● **Objectifs**
1. Selon le texte sur les programmes de maternelle, quel ministre veut changer les programmes de 2015 ?
2. Résumez en deux phrases le texte sur les programmes de maternelle.
3. Poursuivez le texte sur les programmes de maternelle à partir de l'endroit où il s'arrête.

───── Document

Maternelle: 2021 année de tous les dangers!
Maternelle: 2021 année de tous les dangers!
Le Ministre Blanquer veut changer les programmes de maternelle de 2015. La Cgt-Educ’Action avait porté à l’époque un regard favorable sur ces programmes. Blanquer, continue sa politique de casse du Service Public. La Cgt-Educ’Action entend combattre cette politique réactionnaire.
Nous publions une série de contributions de militant-es de la Cgt-Educ’Action sur ce thème.
Contributions de militant-es de la Cgt-Educ’Action -1-
Enseignant en grande section de maternelle depuis maintenant une bonne vingtaine d’année, je dois dire que j’avais accueilli plutôt favorablement les programmes de 2015 . En effet, y étaient affirmées la nécessité du plaisir de l’apprentissage, la reconnaissance de rythmes d’acquisition différents selon chacun et la notion de progrès, l’importance primordiale du jeu pour le développement cognitif des jeunes enfants ( on avait presque oublié cette évidence) et le quasi renoncement aux fiches de « travail » (Ouf !!! Restait à expliquer aux parents que leur enfant pouvait travailler, progresser sans que cela ne se traduise par une production quotidienne de « fiches ».)

──────────
───── Jeu de données

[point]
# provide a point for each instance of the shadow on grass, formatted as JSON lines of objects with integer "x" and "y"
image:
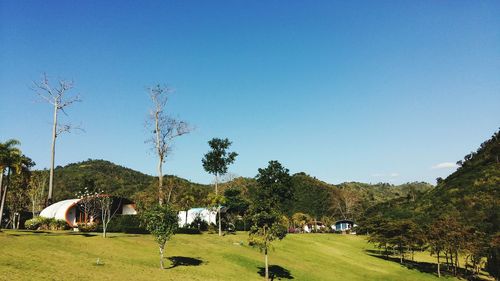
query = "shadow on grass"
{"x": 276, "y": 271}
{"x": 51, "y": 233}
{"x": 184, "y": 261}
{"x": 425, "y": 267}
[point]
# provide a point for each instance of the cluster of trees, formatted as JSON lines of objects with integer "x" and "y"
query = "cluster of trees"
{"x": 16, "y": 189}
{"x": 458, "y": 218}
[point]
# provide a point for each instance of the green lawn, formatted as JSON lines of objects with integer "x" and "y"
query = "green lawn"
{"x": 56, "y": 255}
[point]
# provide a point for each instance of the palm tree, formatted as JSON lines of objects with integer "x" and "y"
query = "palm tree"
{"x": 11, "y": 158}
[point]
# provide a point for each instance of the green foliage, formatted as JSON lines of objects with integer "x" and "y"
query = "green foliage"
{"x": 217, "y": 160}
{"x": 126, "y": 224}
{"x": 88, "y": 227}
{"x": 315, "y": 257}
{"x": 266, "y": 211}
{"x": 99, "y": 175}
{"x": 199, "y": 223}
{"x": 273, "y": 187}
{"x": 33, "y": 224}
{"x": 42, "y": 223}
{"x": 187, "y": 230}
{"x": 161, "y": 221}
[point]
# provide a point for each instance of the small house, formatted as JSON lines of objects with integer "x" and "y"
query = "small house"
{"x": 73, "y": 213}
{"x": 344, "y": 226}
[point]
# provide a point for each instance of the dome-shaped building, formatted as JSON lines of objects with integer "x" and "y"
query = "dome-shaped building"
{"x": 72, "y": 211}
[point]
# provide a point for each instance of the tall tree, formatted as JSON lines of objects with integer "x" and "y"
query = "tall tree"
{"x": 36, "y": 190}
{"x": 161, "y": 221}
{"x": 266, "y": 212}
{"x": 165, "y": 129}
{"x": 216, "y": 162}
{"x": 7, "y": 150}
{"x": 13, "y": 161}
{"x": 57, "y": 97}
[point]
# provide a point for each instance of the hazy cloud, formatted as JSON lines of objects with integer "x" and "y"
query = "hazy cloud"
{"x": 381, "y": 175}
{"x": 445, "y": 165}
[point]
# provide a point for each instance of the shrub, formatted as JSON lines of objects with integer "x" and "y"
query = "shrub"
{"x": 41, "y": 223}
{"x": 33, "y": 224}
{"x": 87, "y": 227}
{"x": 199, "y": 224}
{"x": 126, "y": 224}
{"x": 58, "y": 224}
{"x": 187, "y": 230}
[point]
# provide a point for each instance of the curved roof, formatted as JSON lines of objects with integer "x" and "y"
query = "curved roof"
{"x": 58, "y": 210}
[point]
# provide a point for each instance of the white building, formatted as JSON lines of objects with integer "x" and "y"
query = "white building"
{"x": 207, "y": 215}
{"x": 70, "y": 211}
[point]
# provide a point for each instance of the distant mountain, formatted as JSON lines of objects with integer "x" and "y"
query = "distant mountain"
{"x": 312, "y": 196}
{"x": 473, "y": 191}
{"x": 106, "y": 176}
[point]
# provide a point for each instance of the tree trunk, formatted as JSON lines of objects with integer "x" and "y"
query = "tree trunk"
{"x": 33, "y": 207}
{"x": 266, "y": 264}
{"x": 218, "y": 207}
{"x": 160, "y": 181}
{"x": 3, "y": 197}
{"x": 162, "y": 266}
{"x": 53, "y": 153}
{"x": 1, "y": 182}
{"x": 439, "y": 266}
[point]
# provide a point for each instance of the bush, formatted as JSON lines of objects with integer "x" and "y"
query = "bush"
{"x": 126, "y": 224}
{"x": 41, "y": 223}
{"x": 199, "y": 224}
{"x": 58, "y": 224}
{"x": 33, "y": 224}
{"x": 187, "y": 230}
{"x": 87, "y": 227}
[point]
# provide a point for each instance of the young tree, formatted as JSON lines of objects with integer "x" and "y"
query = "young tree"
{"x": 105, "y": 205}
{"x": 266, "y": 211}
{"x": 345, "y": 202}
{"x": 165, "y": 129}
{"x": 216, "y": 162}
{"x": 58, "y": 98}
{"x": 36, "y": 190}
{"x": 88, "y": 205}
{"x": 161, "y": 221}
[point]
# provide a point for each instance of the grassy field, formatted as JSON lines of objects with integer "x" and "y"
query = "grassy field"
{"x": 56, "y": 255}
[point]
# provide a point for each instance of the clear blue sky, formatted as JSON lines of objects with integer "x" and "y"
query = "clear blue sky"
{"x": 343, "y": 90}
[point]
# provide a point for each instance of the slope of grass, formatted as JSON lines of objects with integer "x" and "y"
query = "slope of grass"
{"x": 72, "y": 256}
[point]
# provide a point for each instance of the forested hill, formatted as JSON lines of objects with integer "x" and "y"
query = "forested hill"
{"x": 312, "y": 196}
{"x": 473, "y": 191}
{"x": 98, "y": 175}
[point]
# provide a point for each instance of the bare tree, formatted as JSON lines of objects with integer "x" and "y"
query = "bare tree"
{"x": 58, "y": 98}
{"x": 88, "y": 205}
{"x": 165, "y": 129}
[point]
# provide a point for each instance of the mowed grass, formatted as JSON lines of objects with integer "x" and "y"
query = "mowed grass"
{"x": 56, "y": 255}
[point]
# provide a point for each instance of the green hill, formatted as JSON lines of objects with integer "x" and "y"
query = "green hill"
{"x": 312, "y": 196}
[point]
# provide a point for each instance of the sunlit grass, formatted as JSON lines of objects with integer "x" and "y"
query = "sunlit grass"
{"x": 55, "y": 255}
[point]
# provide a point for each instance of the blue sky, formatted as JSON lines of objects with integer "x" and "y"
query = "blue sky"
{"x": 372, "y": 91}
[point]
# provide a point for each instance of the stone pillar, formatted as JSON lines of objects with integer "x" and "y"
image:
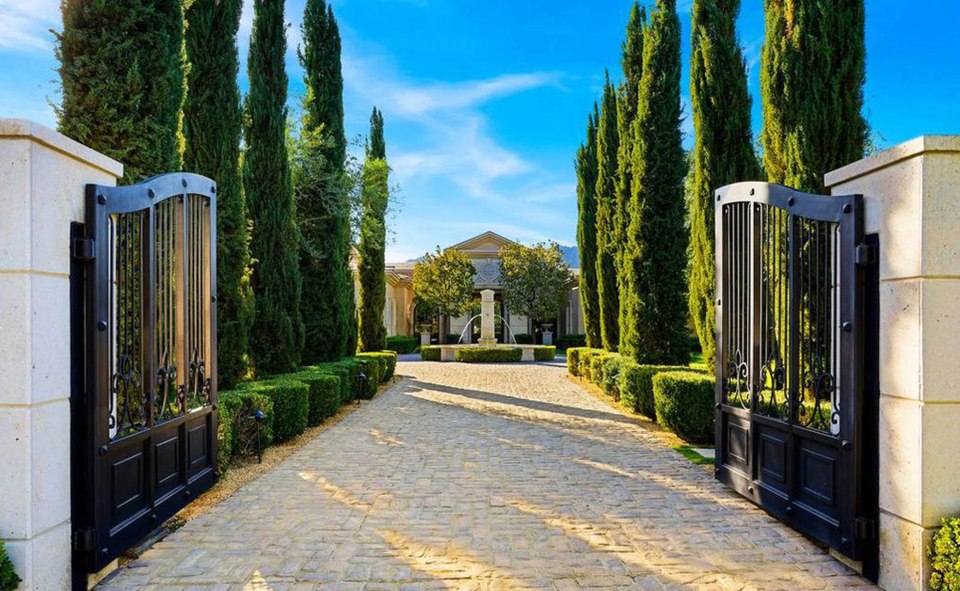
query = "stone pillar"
{"x": 42, "y": 179}
{"x": 912, "y": 201}
{"x": 488, "y": 336}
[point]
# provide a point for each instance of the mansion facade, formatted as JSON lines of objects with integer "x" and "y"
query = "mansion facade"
{"x": 399, "y": 314}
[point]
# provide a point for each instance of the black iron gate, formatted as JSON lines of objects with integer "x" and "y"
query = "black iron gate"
{"x": 790, "y": 383}
{"x": 145, "y": 351}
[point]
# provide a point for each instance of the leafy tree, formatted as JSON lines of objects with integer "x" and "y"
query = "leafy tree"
{"x": 321, "y": 187}
{"x": 812, "y": 76}
{"x": 608, "y": 147}
{"x": 536, "y": 280}
{"x": 212, "y": 128}
{"x": 373, "y": 236}
{"x": 443, "y": 283}
{"x": 587, "y": 230}
{"x": 122, "y": 77}
{"x": 278, "y": 327}
{"x": 723, "y": 149}
{"x": 653, "y": 328}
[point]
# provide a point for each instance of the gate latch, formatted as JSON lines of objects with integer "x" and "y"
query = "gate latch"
{"x": 83, "y": 249}
{"x": 864, "y": 529}
{"x": 83, "y": 540}
{"x": 866, "y": 255}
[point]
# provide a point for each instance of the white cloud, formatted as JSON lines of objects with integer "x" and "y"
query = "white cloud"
{"x": 25, "y": 24}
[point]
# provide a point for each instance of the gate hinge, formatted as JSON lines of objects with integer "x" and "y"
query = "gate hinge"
{"x": 83, "y": 249}
{"x": 866, "y": 254}
{"x": 84, "y": 539}
{"x": 864, "y": 529}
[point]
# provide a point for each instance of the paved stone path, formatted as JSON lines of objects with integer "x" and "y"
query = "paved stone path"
{"x": 482, "y": 478}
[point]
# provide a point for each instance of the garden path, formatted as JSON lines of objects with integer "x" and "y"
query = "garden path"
{"x": 484, "y": 477}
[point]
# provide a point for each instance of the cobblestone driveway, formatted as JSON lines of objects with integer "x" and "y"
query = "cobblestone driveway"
{"x": 484, "y": 477}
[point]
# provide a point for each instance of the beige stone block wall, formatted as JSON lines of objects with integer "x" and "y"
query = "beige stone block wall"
{"x": 912, "y": 200}
{"x": 42, "y": 179}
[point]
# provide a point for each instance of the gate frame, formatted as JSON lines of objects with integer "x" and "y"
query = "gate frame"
{"x": 90, "y": 374}
{"x": 855, "y": 534}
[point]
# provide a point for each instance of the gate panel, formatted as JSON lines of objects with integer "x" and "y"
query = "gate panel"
{"x": 147, "y": 417}
{"x": 789, "y": 368}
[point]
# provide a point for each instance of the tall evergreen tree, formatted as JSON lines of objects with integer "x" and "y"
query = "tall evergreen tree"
{"x": 653, "y": 328}
{"x": 121, "y": 73}
{"x": 212, "y": 128}
{"x": 812, "y": 76}
{"x": 371, "y": 264}
{"x": 608, "y": 148}
{"x": 278, "y": 328}
{"x": 587, "y": 230}
{"x": 628, "y": 96}
{"x": 322, "y": 205}
{"x": 723, "y": 149}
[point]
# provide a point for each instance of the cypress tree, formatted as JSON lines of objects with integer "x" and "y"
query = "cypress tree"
{"x": 212, "y": 128}
{"x": 371, "y": 265}
{"x": 608, "y": 147}
{"x": 121, "y": 73}
{"x": 812, "y": 76}
{"x": 278, "y": 328}
{"x": 654, "y": 326}
{"x": 723, "y": 149}
{"x": 587, "y": 230}
{"x": 628, "y": 97}
{"x": 322, "y": 205}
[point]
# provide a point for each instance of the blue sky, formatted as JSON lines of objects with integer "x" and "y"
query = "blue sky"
{"x": 485, "y": 102}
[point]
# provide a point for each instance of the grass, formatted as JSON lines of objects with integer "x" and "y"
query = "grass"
{"x": 687, "y": 452}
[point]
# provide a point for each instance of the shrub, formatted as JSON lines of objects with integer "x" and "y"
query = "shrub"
{"x": 371, "y": 368}
{"x": 569, "y": 341}
{"x": 387, "y": 360}
{"x": 573, "y": 360}
{"x": 945, "y": 556}
{"x": 545, "y": 354}
{"x": 401, "y": 344}
{"x": 610, "y": 382}
{"x": 346, "y": 373}
{"x": 324, "y": 394}
{"x": 291, "y": 404}
{"x": 583, "y": 367}
{"x": 8, "y": 577}
{"x": 490, "y": 355}
{"x": 636, "y": 385}
{"x": 597, "y": 364}
{"x": 235, "y": 408}
{"x": 684, "y": 404}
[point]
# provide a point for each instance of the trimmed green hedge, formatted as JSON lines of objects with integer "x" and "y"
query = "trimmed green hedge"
{"x": 291, "y": 404}
{"x": 545, "y": 354}
{"x": 609, "y": 380}
{"x": 636, "y": 385}
{"x": 489, "y": 355}
{"x": 237, "y": 432}
{"x": 372, "y": 368}
{"x": 9, "y": 580}
{"x": 945, "y": 556}
{"x": 569, "y": 341}
{"x": 684, "y": 404}
{"x": 324, "y": 394}
{"x": 387, "y": 361}
{"x": 584, "y": 366}
{"x": 573, "y": 360}
{"x": 430, "y": 353}
{"x": 401, "y": 344}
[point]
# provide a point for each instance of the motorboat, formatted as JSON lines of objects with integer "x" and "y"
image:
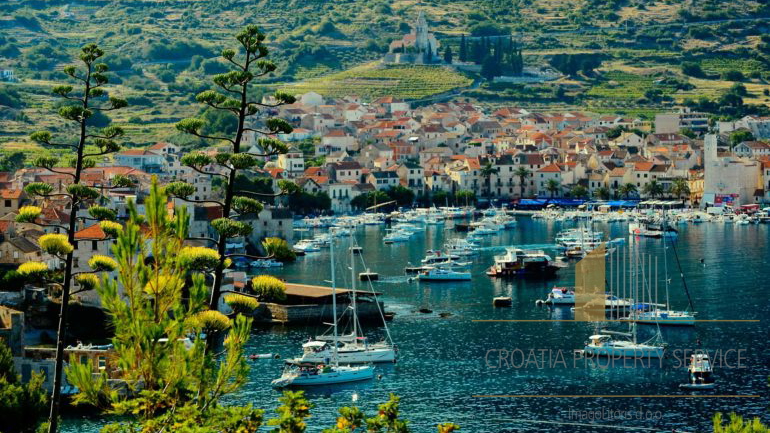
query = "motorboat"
{"x": 396, "y": 237}
{"x": 310, "y": 374}
{"x": 561, "y": 296}
{"x": 701, "y": 373}
{"x": 306, "y": 246}
{"x": 436, "y": 256}
{"x": 266, "y": 263}
{"x": 665, "y": 317}
{"x": 516, "y": 262}
{"x": 461, "y": 247}
{"x": 443, "y": 274}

──────────

● **Résultats par tâche**
1. Le ministre Blanquer.

2. Le ministre Blanquer veut changer les programmes de maternelle de 2015, que la Cgt-Educ'Action avait jugés favorablement, et le syndicat entend combattre cette politique qu'il qualifie de réactionnaire. Dans une première contribution, un enseignant de grande section explique avoir bien accueilli ces programmes, qui affirmaient le plaisir d'apprendre, des rythmes d'acquisition différents, l'importance du jeu et le quasi renoncement aux fiches de travail.

3.
Enfin, pour être honnête, je crois que nombre d’entre nous n’avaient pas attendu les programmes de 2015 pour s’attacher à d’abord faire aimer l’école aux enfants. Nous essayions déjà de rendre nos enseignements les plus ludiques et les plus plaisants possibles car nous savions que c’était là la condition première de leur efficacité. De même, l’idée me semblait faire consensus que ,pour apprendre, progresser se construire et devenir, avoir une bonne estime de soi est indispensable .Nous avions aussi, je crois, le sentiment diffus que si les nombreuses fiches collées dans les cahiers des enfants n’avaient peut être pas fait réellement progresser ces derniers, au moins permettaient elles de rassurer les parents quant à notre « sérieux « .
Bref ! En 2015, ma patience payait enfin !!! Je pouvais continuer à enseigner comme je le faisais déjà tout en m’affranchissant de ces fiches imbéciles . Et tout cela le cœur léger, surpris d’être enfin un peu conforme à la mode ministérielle.
Aujourd’hui, comme hier, je m’efforce donc à créer les situations d’apprentissage qui permettront à mes élèves d’acquérir plus tard les outils nécessaires à leur indépendance, à la capacité à porter une réflexion critique et à la construction de leur citoyenneté.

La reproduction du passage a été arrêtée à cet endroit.